<<<<
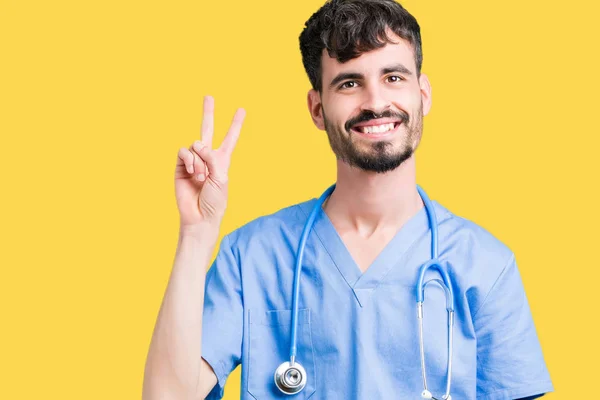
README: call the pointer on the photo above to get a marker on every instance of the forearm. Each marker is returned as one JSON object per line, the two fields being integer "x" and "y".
{"x": 173, "y": 361}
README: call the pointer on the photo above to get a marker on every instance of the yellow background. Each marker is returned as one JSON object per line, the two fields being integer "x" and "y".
{"x": 96, "y": 97}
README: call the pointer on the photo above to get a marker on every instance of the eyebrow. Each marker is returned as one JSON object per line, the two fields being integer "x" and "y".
{"x": 355, "y": 75}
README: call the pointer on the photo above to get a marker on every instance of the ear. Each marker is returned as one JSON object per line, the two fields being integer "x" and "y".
{"x": 425, "y": 93}
{"x": 315, "y": 108}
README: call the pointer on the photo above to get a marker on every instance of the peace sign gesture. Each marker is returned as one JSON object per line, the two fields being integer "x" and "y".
{"x": 201, "y": 172}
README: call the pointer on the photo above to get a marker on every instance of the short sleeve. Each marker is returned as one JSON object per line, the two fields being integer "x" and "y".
{"x": 222, "y": 320}
{"x": 510, "y": 363}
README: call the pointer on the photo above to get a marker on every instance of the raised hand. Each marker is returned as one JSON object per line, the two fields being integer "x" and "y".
{"x": 201, "y": 174}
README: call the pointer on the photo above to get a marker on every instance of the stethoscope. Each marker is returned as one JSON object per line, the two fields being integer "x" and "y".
{"x": 290, "y": 376}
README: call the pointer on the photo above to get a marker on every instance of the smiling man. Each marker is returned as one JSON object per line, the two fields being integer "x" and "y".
{"x": 369, "y": 242}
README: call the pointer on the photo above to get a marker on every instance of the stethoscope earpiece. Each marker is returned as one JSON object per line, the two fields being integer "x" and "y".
{"x": 290, "y": 378}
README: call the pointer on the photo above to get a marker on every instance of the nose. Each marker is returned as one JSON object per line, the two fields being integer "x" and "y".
{"x": 375, "y": 100}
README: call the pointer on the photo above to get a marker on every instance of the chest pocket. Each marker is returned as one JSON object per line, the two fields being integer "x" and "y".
{"x": 270, "y": 346}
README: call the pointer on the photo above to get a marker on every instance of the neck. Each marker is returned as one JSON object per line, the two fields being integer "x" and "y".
{"x": 367, "y": 202}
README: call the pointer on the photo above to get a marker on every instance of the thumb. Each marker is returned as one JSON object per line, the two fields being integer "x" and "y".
{"x": 216, "y": 171}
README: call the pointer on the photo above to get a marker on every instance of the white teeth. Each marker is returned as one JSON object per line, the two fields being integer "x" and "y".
{"x": 378, "y": 128}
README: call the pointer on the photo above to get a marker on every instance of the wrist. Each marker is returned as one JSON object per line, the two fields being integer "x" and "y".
{"x": 203, "y": 230}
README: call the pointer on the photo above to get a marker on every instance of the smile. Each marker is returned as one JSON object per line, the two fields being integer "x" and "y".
{"x": 377, "y": 131}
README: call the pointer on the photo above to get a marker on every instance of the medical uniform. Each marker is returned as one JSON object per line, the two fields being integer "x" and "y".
{"x": 358, "y": 332}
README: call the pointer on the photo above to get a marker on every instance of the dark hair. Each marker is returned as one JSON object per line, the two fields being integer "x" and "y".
{"x": 348, "y": 28}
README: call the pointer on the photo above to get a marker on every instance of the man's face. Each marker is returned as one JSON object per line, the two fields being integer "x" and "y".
{"x": 372, "y": 106}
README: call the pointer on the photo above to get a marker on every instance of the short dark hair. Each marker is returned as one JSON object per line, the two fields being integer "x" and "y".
{"x": 348, "y": 28}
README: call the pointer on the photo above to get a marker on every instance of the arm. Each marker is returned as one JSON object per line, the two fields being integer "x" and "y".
{"x": 174, "y": 369}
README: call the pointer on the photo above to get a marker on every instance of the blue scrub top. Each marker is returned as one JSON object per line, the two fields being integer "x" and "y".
{"x": 358, "y": 332}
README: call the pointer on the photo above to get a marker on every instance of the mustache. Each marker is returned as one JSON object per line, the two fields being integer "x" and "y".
{"x": 370, "y": 115}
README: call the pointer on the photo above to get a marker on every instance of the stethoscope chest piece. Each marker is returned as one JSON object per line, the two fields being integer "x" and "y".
{"x": 290, "y": 379}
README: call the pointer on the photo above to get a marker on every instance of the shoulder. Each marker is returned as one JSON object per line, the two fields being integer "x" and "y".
{"x": 285, "y": 222}
{"x": 471, "y": 243}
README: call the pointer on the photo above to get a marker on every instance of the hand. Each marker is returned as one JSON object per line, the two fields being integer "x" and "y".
{"x": 201, "y": 172}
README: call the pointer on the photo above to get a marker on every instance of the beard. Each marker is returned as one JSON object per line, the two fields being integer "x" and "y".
{"x": 380, "y": 155}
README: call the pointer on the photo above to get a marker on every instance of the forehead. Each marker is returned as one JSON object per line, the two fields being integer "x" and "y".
{"x": 401, "y": 51}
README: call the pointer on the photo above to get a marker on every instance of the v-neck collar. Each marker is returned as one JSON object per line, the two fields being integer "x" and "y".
{"x": 364, "y": 283}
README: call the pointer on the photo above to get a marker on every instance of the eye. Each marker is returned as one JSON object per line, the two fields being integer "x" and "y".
{"x": 347, "y": 85}
{"x": 395, "y": 78}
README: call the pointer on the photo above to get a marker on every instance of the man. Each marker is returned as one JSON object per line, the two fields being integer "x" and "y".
{"x": 357, "y": 331}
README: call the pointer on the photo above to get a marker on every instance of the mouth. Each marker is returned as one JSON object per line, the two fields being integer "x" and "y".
{"x": 377, "y": 131}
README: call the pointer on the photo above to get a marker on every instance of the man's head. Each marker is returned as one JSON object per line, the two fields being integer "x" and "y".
{"x": 363, "y": 58}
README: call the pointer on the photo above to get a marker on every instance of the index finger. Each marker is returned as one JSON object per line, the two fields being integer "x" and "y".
{"x": 208, "y": 121}
{"x": 234, "y": 131}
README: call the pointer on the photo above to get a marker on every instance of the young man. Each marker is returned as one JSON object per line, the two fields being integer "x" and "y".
{"x": 358, "y": 335}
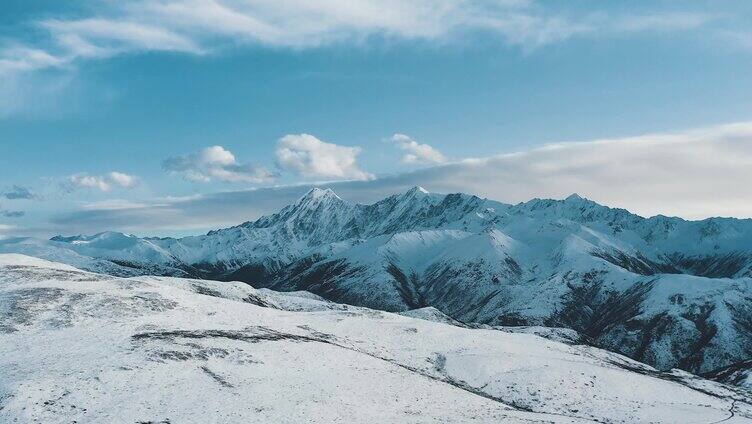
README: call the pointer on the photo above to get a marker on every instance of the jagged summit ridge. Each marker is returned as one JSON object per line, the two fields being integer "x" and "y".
{"x": 663, "y": 290}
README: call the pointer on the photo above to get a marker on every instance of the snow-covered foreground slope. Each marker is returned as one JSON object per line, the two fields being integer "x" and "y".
>>>>
▸ REQUIRED WORK: Reproduce the entries starting at the line containing "of the young" and ending at the final line of the entries, keeping the requests but leaving out the pictures. Scale every x and y coordinate in the answers by 0.75, rounding to whole numbers with halves rounded up.

▸ WRITTEN RESPONSE:
README: call the pointer on the photo above to get a marker on every instance of the young man. Each marker is returned as one JSON object per line, the two fields being integer "x" and "y".
{"x": 269, "y": 251}
README: call the pointer on the photo above to get a marker on every instance of the jagged summit ridge. Each marker is returned as one JSON object per line, the two fields being integer "x" and "y".
{"x": 497, "y": 218}
README: call the pointer on the photo above to get a marker on every instance of the snow-covered foreground slope. Each marker is returned as one JSON object per line, the two fields being integer "x" and "y".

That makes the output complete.